■ Task instructions
Copy out the lines beginning with the one that contains "Mark a point on each instance of the rock on" and ending with the one that contains "[(945, 440), (426, 268), (194, 590)]", both included.

(Dataset records about where objects are located)
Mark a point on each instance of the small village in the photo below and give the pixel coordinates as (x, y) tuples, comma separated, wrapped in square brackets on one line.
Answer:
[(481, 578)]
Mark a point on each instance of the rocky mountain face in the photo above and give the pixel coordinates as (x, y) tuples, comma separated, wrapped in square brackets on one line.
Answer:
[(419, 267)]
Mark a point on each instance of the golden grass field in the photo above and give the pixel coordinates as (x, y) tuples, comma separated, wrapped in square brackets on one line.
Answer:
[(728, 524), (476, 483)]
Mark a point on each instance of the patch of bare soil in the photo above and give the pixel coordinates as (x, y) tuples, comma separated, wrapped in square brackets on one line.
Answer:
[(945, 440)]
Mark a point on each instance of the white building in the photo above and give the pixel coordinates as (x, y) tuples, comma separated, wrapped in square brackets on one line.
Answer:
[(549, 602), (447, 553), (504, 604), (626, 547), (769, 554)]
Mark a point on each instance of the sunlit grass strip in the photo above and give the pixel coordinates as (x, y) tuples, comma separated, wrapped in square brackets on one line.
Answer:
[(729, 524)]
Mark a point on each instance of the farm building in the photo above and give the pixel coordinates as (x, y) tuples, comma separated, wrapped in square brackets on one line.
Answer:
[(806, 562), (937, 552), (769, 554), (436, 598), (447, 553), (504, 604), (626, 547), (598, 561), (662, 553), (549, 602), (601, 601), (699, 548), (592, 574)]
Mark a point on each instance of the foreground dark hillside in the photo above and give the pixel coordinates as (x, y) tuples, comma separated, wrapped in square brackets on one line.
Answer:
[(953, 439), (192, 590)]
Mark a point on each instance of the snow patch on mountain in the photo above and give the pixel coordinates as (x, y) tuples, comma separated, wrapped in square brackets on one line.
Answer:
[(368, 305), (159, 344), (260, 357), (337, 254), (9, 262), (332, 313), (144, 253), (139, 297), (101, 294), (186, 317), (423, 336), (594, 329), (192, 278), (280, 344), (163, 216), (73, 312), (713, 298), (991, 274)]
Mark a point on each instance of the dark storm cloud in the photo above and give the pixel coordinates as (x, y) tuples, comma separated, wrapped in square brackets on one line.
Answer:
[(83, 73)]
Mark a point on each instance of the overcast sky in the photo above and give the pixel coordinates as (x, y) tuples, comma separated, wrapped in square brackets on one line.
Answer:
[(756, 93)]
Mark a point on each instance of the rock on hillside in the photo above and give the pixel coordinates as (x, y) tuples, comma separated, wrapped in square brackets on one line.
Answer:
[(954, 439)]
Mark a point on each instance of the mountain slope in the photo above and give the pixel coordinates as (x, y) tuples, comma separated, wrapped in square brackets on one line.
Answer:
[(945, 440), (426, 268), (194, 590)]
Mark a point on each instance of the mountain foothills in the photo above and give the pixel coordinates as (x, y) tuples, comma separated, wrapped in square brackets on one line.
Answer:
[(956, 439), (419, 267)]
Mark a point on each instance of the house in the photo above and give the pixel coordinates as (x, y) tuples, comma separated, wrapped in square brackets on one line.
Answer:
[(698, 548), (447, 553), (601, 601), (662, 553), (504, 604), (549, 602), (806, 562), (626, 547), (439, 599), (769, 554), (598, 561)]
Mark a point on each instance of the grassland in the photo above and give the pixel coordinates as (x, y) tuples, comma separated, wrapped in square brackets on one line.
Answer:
--
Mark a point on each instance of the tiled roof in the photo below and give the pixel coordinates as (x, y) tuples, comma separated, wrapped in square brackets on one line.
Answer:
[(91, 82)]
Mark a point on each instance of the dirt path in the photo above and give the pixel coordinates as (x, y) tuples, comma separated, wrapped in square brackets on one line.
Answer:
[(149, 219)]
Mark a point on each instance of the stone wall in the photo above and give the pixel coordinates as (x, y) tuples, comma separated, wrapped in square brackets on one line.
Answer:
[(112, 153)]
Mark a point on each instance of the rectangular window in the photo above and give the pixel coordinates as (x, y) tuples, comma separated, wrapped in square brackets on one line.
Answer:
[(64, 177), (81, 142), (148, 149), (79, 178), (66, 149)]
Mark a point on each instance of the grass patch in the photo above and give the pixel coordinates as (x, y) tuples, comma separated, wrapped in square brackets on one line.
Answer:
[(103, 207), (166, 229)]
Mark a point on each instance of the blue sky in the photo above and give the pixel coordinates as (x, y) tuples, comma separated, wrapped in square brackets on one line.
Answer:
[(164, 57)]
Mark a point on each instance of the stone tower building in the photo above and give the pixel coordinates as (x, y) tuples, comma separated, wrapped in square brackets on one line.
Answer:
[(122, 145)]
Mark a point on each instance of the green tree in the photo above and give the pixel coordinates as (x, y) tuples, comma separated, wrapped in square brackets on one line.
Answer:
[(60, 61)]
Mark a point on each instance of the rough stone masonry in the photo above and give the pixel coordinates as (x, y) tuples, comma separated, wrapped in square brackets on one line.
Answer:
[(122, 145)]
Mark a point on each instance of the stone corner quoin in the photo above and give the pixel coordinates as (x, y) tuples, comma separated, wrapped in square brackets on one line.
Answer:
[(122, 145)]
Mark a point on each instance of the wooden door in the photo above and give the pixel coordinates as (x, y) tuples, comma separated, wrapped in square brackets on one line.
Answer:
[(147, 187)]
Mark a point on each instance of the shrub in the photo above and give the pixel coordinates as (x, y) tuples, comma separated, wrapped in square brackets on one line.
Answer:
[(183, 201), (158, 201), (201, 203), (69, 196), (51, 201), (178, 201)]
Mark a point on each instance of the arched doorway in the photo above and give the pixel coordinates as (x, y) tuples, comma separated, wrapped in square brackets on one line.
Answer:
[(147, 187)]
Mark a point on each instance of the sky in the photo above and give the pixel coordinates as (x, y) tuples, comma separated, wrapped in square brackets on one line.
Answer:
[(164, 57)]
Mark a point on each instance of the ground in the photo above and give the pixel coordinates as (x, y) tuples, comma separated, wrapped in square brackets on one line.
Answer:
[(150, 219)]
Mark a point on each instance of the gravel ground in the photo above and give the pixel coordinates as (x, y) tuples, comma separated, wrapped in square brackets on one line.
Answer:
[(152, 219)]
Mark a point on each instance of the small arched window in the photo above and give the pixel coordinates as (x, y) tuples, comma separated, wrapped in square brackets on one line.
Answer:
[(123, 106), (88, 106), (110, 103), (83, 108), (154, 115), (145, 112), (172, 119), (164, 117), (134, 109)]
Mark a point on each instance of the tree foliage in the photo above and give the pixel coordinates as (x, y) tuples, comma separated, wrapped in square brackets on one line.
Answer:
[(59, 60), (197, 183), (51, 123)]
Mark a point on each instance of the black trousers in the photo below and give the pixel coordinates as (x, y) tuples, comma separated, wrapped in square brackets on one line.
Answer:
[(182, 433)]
--
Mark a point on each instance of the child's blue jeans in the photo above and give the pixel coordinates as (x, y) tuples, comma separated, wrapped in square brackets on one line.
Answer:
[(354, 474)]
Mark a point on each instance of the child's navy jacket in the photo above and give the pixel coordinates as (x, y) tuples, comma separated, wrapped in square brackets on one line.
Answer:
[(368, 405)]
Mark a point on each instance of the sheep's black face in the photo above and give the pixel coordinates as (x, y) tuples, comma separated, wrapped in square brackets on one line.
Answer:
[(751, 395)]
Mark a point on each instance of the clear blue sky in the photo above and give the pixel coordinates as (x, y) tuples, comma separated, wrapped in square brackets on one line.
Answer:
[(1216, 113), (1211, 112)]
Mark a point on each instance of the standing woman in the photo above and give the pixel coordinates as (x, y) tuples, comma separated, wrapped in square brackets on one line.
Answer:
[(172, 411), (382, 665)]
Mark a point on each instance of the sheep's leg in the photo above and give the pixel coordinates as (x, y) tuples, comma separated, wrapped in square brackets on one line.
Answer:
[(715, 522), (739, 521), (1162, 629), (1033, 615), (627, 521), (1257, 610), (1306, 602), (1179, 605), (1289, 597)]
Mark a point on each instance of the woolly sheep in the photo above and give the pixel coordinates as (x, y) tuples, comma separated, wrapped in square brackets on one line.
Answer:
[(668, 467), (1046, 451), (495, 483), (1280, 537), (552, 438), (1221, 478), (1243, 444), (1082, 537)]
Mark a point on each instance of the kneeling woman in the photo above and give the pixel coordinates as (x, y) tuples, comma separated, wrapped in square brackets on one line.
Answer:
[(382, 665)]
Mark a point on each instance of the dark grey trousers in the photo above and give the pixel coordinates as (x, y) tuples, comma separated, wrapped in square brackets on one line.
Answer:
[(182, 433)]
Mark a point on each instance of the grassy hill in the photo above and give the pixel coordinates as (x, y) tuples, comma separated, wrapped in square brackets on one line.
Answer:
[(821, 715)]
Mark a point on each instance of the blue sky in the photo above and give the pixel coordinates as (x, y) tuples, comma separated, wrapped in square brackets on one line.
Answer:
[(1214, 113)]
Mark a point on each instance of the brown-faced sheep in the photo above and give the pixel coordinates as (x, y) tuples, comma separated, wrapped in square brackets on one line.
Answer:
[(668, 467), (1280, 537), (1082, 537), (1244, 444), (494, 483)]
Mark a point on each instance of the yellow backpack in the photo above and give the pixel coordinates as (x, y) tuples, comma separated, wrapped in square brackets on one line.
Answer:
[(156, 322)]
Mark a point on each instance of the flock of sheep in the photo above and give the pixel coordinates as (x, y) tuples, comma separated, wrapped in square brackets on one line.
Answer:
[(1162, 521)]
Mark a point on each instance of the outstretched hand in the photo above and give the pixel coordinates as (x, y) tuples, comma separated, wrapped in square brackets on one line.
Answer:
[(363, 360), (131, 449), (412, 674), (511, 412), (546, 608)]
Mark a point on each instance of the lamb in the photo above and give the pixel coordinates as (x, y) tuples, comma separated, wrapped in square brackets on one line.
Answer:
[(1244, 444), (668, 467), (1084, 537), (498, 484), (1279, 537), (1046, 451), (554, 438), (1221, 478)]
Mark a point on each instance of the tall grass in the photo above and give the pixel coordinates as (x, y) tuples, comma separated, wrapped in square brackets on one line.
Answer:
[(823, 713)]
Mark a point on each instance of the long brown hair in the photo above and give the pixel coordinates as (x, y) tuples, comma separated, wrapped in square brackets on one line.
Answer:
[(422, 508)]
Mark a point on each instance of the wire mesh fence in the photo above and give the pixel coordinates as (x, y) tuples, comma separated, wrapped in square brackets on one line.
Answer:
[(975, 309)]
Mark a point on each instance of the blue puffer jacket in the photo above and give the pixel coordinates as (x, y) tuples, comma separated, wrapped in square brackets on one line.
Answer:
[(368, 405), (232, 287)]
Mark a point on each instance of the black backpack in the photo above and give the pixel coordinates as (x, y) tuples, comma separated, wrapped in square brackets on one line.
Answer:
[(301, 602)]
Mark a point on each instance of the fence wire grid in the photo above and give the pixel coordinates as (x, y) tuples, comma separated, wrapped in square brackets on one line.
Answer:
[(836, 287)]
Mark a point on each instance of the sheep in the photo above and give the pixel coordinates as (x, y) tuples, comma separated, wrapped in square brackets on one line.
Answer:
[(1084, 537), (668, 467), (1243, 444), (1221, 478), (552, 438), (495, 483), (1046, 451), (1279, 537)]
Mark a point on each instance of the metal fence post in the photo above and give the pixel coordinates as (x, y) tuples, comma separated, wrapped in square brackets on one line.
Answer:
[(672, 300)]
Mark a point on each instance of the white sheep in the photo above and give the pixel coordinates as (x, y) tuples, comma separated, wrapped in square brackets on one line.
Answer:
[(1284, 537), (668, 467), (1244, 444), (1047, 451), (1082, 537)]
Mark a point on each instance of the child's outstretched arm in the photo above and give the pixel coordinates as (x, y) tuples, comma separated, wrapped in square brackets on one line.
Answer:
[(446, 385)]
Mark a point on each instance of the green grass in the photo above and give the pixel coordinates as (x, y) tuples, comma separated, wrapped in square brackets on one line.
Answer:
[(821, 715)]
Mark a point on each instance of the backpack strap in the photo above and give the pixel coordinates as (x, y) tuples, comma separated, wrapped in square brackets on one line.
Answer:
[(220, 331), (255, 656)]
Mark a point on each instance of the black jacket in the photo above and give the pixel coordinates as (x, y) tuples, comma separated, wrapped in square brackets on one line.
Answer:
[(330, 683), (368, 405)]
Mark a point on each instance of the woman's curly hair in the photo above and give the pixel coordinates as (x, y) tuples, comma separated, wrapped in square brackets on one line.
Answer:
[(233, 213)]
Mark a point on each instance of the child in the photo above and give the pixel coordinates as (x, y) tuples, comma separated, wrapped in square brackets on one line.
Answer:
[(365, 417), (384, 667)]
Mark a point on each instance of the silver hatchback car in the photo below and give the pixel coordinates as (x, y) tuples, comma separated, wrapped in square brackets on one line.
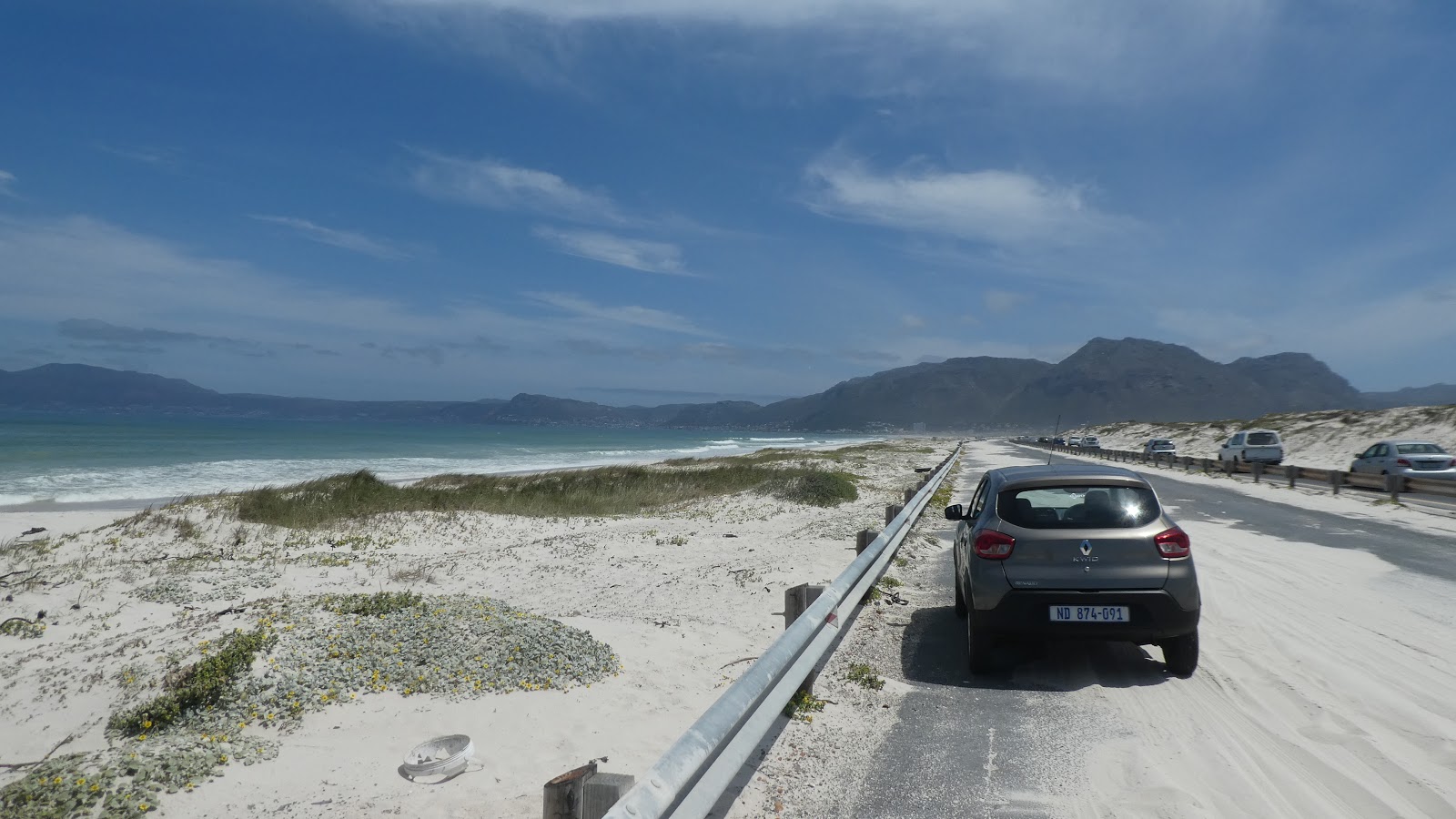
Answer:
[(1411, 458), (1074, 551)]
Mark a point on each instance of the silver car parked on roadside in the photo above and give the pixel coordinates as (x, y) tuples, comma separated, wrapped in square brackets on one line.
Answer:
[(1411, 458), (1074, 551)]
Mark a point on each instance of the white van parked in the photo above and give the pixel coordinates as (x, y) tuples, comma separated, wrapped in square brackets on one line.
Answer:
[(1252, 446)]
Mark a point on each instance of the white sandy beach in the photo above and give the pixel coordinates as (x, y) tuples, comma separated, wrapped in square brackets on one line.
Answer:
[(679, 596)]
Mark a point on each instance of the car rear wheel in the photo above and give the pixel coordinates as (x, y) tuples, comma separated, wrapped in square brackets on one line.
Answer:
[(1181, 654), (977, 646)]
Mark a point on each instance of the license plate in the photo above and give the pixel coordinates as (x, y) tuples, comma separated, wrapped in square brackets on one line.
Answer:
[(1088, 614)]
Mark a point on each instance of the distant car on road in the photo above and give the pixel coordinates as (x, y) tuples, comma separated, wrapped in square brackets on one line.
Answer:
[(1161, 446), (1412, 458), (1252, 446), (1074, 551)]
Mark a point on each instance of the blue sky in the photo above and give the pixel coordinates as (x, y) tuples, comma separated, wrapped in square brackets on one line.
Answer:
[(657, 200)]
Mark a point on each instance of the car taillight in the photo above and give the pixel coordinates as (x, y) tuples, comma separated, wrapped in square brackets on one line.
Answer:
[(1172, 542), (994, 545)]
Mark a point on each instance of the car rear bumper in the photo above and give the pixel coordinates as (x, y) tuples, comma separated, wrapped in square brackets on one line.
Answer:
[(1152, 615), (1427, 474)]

■ Complete answer
Mark a point on each instance of the rock on hillside in the photo above and give the pixel coordinates as (x, y) tuples, comma separated, wrapped in square brackets on one line.
Answer:
[(954, 439)]
Mark a point on each instance of the mountain slope in the photo above and give the pixel coordinates as (x, y) tuples, comma separated, wrapped in square brackets on one line.
Answer:
[(945, 440), (426, 268), (194, 590)]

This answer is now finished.